Entries for pointing at named objects:

-- start --

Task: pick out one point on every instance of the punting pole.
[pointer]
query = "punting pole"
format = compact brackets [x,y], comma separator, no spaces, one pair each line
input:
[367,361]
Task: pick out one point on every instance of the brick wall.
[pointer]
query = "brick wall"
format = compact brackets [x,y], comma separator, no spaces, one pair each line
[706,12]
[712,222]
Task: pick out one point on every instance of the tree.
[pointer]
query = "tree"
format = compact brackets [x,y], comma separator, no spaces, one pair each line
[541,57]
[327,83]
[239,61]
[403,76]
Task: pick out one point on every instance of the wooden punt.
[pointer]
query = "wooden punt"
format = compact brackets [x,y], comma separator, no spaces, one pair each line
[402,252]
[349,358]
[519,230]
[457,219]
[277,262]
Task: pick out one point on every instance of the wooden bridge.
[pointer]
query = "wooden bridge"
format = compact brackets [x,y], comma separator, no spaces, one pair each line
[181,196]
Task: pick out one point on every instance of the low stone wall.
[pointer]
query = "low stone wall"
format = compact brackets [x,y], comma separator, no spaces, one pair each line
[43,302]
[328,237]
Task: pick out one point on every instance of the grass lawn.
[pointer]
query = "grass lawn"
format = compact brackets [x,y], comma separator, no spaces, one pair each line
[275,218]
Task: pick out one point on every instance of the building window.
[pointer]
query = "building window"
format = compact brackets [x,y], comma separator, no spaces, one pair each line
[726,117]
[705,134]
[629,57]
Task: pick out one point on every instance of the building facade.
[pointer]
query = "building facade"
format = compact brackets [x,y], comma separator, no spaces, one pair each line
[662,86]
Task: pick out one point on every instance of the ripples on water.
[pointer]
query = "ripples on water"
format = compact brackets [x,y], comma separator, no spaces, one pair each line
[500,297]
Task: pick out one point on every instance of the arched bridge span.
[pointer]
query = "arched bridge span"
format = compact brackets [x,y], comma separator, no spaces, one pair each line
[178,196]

-- end --

• [TASK REQUIREMENTS]: Starting at the line that contains "Task: pick out one point on every instance of the brick" and continuing through the last of the entries, rewrite those lines in full, requests included. Scale every coordinate in the answers by 0.35 and round to whole numbers, with halves rounding up.

• [ANSWER TO THE TASK]:
Task: pick out one point on every instance of the brick wall.
[pointer]
query = "brick wall"
format = compact brackets [x,y], comma separator, no spaces, one pair each line
[247,4]
[249,78]
Task: pick out one point on every instance of the tree.
[pointer]
query = "tree"
format = compact brackets [x,y], comma separator, no spaces, one pair each line
[189,20]
[114,29]
[84,21]
[141,27]
Task: pick out one point on every instance of the wooden punt.
[pointer]
query = "wooden punt"
format = compact brackets [x,y], comma separator, no spaces, one pair each line
[141,88]
[122,125]
[182,81]
[160,77]
[97,92]
Task: pick out one point on every instance of the wooden bridge.
[pointer]
query = "wooden bridge"
format = compact brackets [x,y], comma separator, no spaces, one pair each line
[63,69]
Task: pick out one point on every instance of the low stone wall.
[pointer]
query = "low stone wall"
format = compact brackets [x,y], comma separator, no spaces, one pair each line
[15,106]
[115,83]
Task: pick out one point on every instance of the grass lawn.
[pointer]
query = "grass lawn"
format = compact brackets [x,y], comma separator, no spaces, one pair each line
[96,76]
Task: pick out one point on every instance of the building window.
[pointer]
query = "building window"
format = compact brackets [x,y], comma separator, no spaces, one pair each line
[254,41]
[247,47]
[220,20]
Task: pick out one point on every instance of the building facade.
[pointer]
query = "building facade"
format = compact brackets [x,y], comma separator, no spaces, one pair each line
[232,30]
Task: pick out one point on every instance of the ripples on water.
[pointer]
query = "ripples on water"
format = compact brackets [x,y], comma separator, no spaces, one pair each line
[175,104]
Task: pick out one point on every instance of the arched bridge span.
[pointer]
query = "arched bridge span"
format = compact brackets [x,y], comma separator, no spaces, one pair each line
[62,69]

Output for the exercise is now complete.